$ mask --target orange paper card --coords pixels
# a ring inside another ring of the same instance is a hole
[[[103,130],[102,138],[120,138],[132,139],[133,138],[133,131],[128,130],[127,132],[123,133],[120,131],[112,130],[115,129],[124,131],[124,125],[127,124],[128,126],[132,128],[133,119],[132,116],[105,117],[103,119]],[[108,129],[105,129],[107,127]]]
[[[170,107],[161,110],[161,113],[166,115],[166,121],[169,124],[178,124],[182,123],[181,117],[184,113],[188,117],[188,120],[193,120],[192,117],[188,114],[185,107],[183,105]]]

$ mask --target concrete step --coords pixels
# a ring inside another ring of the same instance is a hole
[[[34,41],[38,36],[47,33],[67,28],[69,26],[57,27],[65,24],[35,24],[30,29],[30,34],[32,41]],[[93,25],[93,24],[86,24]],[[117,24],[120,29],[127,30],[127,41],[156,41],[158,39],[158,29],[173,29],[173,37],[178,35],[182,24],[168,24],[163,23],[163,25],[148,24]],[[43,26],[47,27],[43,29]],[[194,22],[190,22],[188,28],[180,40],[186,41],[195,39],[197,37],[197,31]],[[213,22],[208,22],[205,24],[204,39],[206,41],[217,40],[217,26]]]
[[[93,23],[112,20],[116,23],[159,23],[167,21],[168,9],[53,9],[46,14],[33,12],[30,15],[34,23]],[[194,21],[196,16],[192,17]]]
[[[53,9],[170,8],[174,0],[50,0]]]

::::

Copy the stretch from the line containing "step --coords pixels" through the end of the lines, requests included, and shift every coordinate in the answers by adding 105 to it.

$ mask --target concrete step --coords pixels
# a ring inside another ring of the same instance is a hole
[[[139,146],[143,141],[152,138],[172,133],[174,131],[162,132],[170,129],[140,129],[135,134],[135,139],[137,146]],[[198,130],[198,129],[191,129]],[[222,129],[225,134],[232,135],[232,146],[261,146],[263,144],[263,134],[278,134],[278,142],[283,140],[287,129],[273,129],[268,128],[268,130],[253,129]],[[148,131],[152,132],[148,134]],[[299,127],[295,127],[293,133],[285,145],[291,146],[300,144],[302,142],[302,136]],[[318,127],[313,127],[310,129],[309,144],[311,146],[322,145],[322,131]]]
[[[198,128],[217,125],[221,128],[264,128],[272,126],[273,114],[158,114],[151,119],[138,117],[135,120],[139,128]],[[299,126],[301,121],[297,122]]]
[[[158,114],[275,113],[279,105],[155,105]]]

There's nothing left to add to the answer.